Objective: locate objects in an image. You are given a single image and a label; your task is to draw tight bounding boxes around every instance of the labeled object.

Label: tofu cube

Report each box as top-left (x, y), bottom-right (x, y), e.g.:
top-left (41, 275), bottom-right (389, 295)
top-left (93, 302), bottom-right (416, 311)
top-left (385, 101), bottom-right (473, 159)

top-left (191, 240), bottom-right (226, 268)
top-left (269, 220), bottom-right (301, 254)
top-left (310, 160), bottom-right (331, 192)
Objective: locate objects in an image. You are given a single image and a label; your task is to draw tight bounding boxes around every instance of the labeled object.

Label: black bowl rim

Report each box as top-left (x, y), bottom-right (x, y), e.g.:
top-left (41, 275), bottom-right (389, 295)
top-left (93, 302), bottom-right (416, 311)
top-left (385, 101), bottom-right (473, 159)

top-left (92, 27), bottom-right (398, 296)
--------
_HOW TO COMPLETE THIS TASK_. For this exercise, write all the records out again exactly.

_TASK RESULT_.
Objective: locate objects in an image. You are given a single image and a label; your task is to draw tight bounding boxes around every instance of the labeled object.

Label: tofu cube

Report each box as top-left (x, y), bottom-right (x, y), e.g.:
top-left (41, 275), bottom-right (389, 295)
top-left (93, 302), bottom-right (416, 311)
top-left (385, 101), bottom-right (473, 159)

top-left (191, 240), bottom-right (226, 268)
top-left (269, 220), bottom-right (301, 254)
top-left (310, 160), bottom-right (331, 192)
Objective: locate objects in an image. You are given a single image and a label; your task is to draw tight bounding boxes around every instance of the labeled object.

Label: black bowl rim

Report each box as top-left (x, y), bottom-right (x, y), e.g.:
top-left (41, 275), bottom-right (389, 295)
top-left (93, 302), bottom-right (416, 311)
top-left (385, 101), bottom-right (473, 159)

top-left (92, 27), bottom-right (398, 296)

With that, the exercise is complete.